══ Supplied records

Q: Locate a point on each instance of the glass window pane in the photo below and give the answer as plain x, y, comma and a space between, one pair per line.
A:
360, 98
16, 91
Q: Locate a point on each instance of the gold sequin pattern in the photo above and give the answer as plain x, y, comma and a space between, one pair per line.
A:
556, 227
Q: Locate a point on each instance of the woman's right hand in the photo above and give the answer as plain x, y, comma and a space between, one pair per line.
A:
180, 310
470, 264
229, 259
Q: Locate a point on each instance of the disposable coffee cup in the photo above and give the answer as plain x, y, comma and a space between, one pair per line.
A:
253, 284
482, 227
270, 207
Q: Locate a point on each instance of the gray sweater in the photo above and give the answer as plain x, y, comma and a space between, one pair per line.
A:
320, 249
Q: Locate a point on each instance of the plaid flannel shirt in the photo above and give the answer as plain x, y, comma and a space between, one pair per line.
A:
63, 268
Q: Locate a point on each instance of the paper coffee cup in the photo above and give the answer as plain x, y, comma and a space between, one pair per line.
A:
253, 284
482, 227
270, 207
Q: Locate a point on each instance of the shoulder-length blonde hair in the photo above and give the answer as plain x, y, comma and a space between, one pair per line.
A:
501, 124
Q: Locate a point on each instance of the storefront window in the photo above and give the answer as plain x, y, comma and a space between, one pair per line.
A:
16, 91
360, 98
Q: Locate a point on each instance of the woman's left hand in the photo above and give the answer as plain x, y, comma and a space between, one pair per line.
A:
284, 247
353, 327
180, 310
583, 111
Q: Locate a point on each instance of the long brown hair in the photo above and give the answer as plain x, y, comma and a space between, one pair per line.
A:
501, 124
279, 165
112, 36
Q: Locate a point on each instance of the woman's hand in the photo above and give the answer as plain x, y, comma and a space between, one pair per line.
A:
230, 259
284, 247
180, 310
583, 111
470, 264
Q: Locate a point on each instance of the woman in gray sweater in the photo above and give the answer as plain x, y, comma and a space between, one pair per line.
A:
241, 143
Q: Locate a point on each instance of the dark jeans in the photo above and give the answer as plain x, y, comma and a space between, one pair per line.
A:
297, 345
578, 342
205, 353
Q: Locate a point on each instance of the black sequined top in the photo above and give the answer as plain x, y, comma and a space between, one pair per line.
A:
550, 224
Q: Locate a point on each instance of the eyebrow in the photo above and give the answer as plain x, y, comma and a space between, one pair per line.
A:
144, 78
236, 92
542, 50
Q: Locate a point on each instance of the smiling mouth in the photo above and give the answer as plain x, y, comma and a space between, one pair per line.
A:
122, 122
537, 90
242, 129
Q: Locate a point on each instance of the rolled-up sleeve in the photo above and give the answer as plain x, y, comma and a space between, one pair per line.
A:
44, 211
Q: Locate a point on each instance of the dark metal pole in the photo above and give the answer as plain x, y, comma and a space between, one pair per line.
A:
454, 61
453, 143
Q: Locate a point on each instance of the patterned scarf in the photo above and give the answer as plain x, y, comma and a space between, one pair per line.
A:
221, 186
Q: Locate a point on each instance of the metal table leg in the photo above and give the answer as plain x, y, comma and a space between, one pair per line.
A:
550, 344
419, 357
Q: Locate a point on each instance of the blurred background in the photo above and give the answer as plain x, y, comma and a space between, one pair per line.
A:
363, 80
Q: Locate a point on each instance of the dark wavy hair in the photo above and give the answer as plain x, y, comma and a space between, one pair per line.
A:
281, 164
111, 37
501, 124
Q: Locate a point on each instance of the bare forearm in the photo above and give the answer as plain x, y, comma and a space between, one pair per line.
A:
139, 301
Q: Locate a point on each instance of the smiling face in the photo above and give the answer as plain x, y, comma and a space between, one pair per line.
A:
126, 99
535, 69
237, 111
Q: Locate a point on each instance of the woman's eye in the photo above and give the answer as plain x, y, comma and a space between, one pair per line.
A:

════

**Prompt:**
Would you copy the data exactly as shown above?

**Output of the exercise:**
Q: Locate a point on each instance of the glass window pane in the photo below and give the answer as plain x, y, comma and a space between, one pair per line.
A:
360, 98
16, 91
Q: Locate a point on each instance of the gold sequin pattern in the photo above and give the answer as plain x, y, comma and a space between, one pair per line.
A:
556, 227
Q: Locate a point on each instance of the woman's right hand in the photo above and give the answer as plain x, y, comma and a space between, one pair per line.
A:
180, 310
470, 264
229, 259
Q: Locate a point on each instance of the disposable coffee cup in the photo above and give the answer as plain x, y, comma and a space between, one pair per line.
A:
253, 284
482, 227
270, 207
Q: Locate a point on each instance of the gray sweater in the photo above and give the answer as plain x, y, comma and a space between, one pair per line.
A:
320, 249
Q: Locate a point on each instance of the plaid flannel shirt in the photo above and give the answer as plain x, y, comma and a space between, one pair per line.
A:
63, 268
Q: Locate a point on each instance of the paper coffee cup in the photo above and give the answer as plain x, y, comma and a space between, one pair per line.
A:
253, 284
482, 227
270, 207
Q: Locate a point on each instance of the shoulder-length blonde hair in the photo above and give the answer as plain x, y, comma and a space between, one pair per line.
A:
501, 124
Q: Locate a point on each instance of the storefront window in the photo above and give the answer as plain x, y, comma and a space between, one pair per line.
A:
16, 91
360, 98
Q: Locate a point on each instance of the woman's left hand in the photo above and give the answer as plain x, y, comma and a space between, one pair per line.
A:
284, 247
353, 327
180, 310
583, 111
Q: Locate a point on each instance of the long brown hair in the photo above and give the answer as plain x, y, comma and a space between, one pair per line.
A:
501, 124
279, 165
112, 36
Q: Locate a point on each instance of the woman's hand in the photo above and give the answer as plain x, y, comma and a space between, one pair per line.
A:
230, 259
284, 247
180, 310
583, 111
470, 264
Q: Locate a point on each instance of the woman in gray sweater in the photo above and give the answer as plain x, y, comma and a space between, one pair per line.
A:
241, 143
Q: Locate a point on each instance of the dark jeans in the photo above and give the answer as plain x, y, comma and a space between, one pair per line.
A:
297, 345
578, 342
205, 353
Q: Locate a point on each instance of the black sequined top in the photo above and give the answer as plain x, y, comma and a space between, one pair per line.
A:
550, 224
Q: Locate a point on each instance of the eyebrow in the photo above and give the answer as plain x, y, comma and a space between, one pair per line.
A:
144, 78
236, 92
542, 50
Q: Locate a point on each instance of the smiling mouth in the photo above and give the answer as plain x, y, comma and a space between, one pair per line.
A:
122, 122
537, 90
242, 129
Q: Locate a point on each instance of the rolled-up sleeve in the photo above and give the answer as plain x, y, comma and a space between, one pair per line.
A:
44, 211
Q: Locate a point on each instance of the dark metal pole in the photo above and give the answer as plain x, y, comma and a space between, one pair per line.
A:
454, 61
453, 143
Q: Locate a point on each instance of the patterned scarf in the photo above and give the answer as plain x, y, comma and a space between, one pair per line.
A:
221, 186
Q: Locate a point on each instance of the metal table leg in the photo above and give the answer as plain x, y, comma and a space between, one pair per line.
A:
550, 344
419, 357
Q: Locate a point on each instance of the blurred background in the photo above and give the answer as plain x, y, comma and a space between, one pair per line.
A:
363, 80
Q: Locate a point on each instance of the dark wavy hair in the photo above and give the answer as plain x, y, comma and a space between, one pair per line.
A:
281, 164
111, 37
501, 124
Q: Locate a point on each instance of the bare forearm in the photo above and give the answer as plain x, y, comma and a space between, one pair per line.
A:
139, 301
Q: Locate a point on each instance of the smiling face in the photo above and give the answer as plain x, y, comma and a space between, one pair per line.
A:
126, 99
535, 69
237, 111
Q: Locate a point on each instance of the woman's eye in the photo above and give the answer as plain x, y, comma and a space between, one pair per line.
A:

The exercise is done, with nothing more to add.